Your response should be the complete listing, returned exactly as written.
+ + +
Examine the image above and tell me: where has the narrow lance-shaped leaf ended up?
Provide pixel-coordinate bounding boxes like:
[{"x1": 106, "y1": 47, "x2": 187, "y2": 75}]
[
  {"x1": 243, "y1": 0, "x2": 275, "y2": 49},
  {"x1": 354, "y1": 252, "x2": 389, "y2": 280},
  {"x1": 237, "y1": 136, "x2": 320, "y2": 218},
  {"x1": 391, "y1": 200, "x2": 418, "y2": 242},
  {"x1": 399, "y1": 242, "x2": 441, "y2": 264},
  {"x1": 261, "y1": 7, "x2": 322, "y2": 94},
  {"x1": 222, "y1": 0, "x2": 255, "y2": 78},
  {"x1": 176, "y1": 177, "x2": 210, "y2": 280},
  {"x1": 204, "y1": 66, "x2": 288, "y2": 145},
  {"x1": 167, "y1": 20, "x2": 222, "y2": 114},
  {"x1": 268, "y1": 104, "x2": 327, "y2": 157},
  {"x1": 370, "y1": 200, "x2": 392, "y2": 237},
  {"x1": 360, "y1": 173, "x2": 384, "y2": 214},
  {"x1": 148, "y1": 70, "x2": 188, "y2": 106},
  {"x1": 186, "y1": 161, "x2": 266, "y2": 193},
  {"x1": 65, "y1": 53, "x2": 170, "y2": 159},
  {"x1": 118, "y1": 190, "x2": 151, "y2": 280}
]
+ + +
Solution to this task:
Examine the image above and tell me: where has the narrow lance-shaped leaf ended up?
Provide pixel-coordinate bounding boxes like:
[{"x1": 106, "y1": 47, "x2": 187, "y2": 75}]
[
  {"x1": 243, "y1": 0, "x2": 275, "y2": 49},
  {"x1": 354, "y1": 252, "x2": 389, "y2": 280},
  {"x1": 237, "y1": 136, "x2": 320, "y2": 218},
  {"x1": 391, "y1": 200, "x2": 418, "y2": 242},
  {"x1": 399, "y1": 242, "x2": 441, "y2": 264},
  {"x1": 261, "y1": 7, "x2": 322, "y2": 94},
  {"x1": 222, "y1": 0, "x2": 255, "y2": 78},
  {"x1": 176, "y1": 177, "x2": 210, "y2": 280},
  {"x1": 204, "y1": 66, "x2": 288, "y2": 145},
  {"x1": 167, "y1": 20, "x2": 222, "y2": 114},
  {"x1": 268, "y1": 104, "x2": 327, "y2": 157},
  {"x1": 370, "y1": 200, "x2": 392, "y2": 237},
  {"x1": 360, "y1": 173, "x2": 384, "y2": 214},
  {"x1": 148, "y1": 70, "x2": 188, "y2": 106},
  {"x1": 186, "y1": 161, "x2": 266, "y2": 193},
  {"x1": 65, "y1": 53, "x2": 170, "y2": 159},
  {"x1": 118, "y1": 190, "x2": 151, "y2": 280}
]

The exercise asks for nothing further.